• SELECTED EXCERPT
□ □ □ □

You're looking at Less Wrong's discussion board. This includes all posts, including those that haven't been promoted to the front page yet. For more information, see About Less Wrong.

paulfchristiano comments on What independence between ZFC and P vs NP would imply - Less Wrong Discussion

1 Post author: alexflint 08 December 2011 02:30PM

You are viewing a comment permalink. View the original post to see all comments and the full post content.

Comments (62)

You are viewing a single comment's thread. Show more comments above.

Comment author: paulfchristiano 08 December 2011 06:02:12PM 10 points [-]

I can write down a polynomial time algorithm which solves SAT (for all but finitely many instances at least), provided that in fact P = NP. The difficulty is proving that this particular algorithm works, which could easily be true but independent of ZFC.

Comment author: dlthomas 08 December 2011 07:23:45PM 1 point [-]

Elaborate, please.

Comment author: paulfchristiano 08 December 2011 08:07:51PM *  8 points [-]

I'll write down an algorithm that solves SAT in time N^k if any algorithm does.

On SAT instances of size T, enumerate all algorithms of size up to log(T); for each one, consider all SAT instances of size up to log(T); run each algorithm for time log(T)^k, outputing 0 if they don't halt, and compare its output to the result of a brute force search.

□ □ □ □

• DATA EXTRACT
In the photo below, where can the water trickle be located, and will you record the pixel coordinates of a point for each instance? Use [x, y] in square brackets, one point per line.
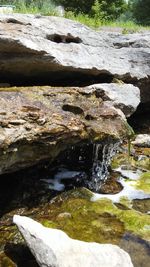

□ □ □ □

• TASK REQUIREMENTS
- A) Answer these questions about the Less Wrong comment thread:
(i) Who wrote the original post, and on what date?
(ii) How many points does the comment by dlthomas have?
(iii) When handling SAT instances of size T, up to what size does the described algorithm enumerate algorithms?
- B) From the Less Wrong comment thread, extract verbatim the passage starting with "Comments (62)" and going on through "independent of ZFC.".

• PROBLEM SOLUTIONS
- A)
(i) alexflint, on 08 December 2011
(ii) 1 point
(iii) Up to size log(T)

- B)
Comments (62)

You are viewing a single comment's thread. Show more comments above.

Comment author: paulfchristiano 08 December 2011 06:02:12PM 10 points [-]

I can write down a polynomial time algorithm which solves SAT (for all but finitely many instances at least), provided that in fact P = NP. The difficulty is proving that this particular algorithm works, which could easily be true but independent of ZFC.